What is required - Copy exactly the run of lines that begins at the line with "Target — desert shrub" and ends at the final line of the entries.

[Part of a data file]
******************************

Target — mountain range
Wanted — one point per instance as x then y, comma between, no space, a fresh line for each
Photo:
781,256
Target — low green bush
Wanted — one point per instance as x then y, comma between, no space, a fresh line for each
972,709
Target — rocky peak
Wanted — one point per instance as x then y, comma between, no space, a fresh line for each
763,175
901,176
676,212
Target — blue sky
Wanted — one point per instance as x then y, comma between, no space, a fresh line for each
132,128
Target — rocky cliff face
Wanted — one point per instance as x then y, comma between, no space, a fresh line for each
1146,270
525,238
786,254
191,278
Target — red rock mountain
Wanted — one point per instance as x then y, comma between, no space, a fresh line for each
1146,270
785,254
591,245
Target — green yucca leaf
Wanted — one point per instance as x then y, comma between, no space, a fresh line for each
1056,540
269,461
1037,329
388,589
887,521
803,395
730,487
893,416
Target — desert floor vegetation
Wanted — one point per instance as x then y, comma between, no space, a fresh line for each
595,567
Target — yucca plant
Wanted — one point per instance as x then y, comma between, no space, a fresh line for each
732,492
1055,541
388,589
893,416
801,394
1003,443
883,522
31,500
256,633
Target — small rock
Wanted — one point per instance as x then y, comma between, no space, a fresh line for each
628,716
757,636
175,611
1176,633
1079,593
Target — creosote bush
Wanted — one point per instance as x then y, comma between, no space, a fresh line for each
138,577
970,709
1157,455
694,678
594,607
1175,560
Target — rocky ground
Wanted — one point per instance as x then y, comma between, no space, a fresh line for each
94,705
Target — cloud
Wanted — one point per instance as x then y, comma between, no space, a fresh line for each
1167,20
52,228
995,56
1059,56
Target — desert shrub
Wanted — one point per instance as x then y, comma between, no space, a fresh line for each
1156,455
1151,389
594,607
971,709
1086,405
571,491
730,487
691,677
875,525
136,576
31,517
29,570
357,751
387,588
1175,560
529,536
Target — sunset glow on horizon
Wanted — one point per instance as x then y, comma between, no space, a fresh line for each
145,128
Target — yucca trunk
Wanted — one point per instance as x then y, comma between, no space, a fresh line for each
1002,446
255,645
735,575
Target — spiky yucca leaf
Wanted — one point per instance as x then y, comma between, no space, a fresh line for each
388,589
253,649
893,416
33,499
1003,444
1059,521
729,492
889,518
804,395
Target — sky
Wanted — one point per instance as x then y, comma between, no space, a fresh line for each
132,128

******************************

Result for this task -
Target — desert shrub
Wanted — one point per instance as x then y, comma between, no space, a fresh line for each
1156,455
1151,389
594,607
971,709
1086,405
571,491
730,487
691,677
875,525
136,576
31,517
29,570
357,751
387,588
1175,560
529,536
Target — sunset glow on horizon
Wanted — one point per instance as x then y, comma between, no space, a fresh line for each
145,128
Target — yucca trunk
Wanted — one point per instance as x then y, comma between, no space, a fresh line for each
1002,446
255,645
735,575
Target — spiky yucca leaf
Wanted — one point per instance as x then y, comma between, no space, a fresh line for each
388,589
253,649
893,416
33,499
1003,444
1059,521
729,492
889,518
804,395
Target — sky
Wanted — one point per instance as x then y, comma between, no space, a fresh line for each
132,128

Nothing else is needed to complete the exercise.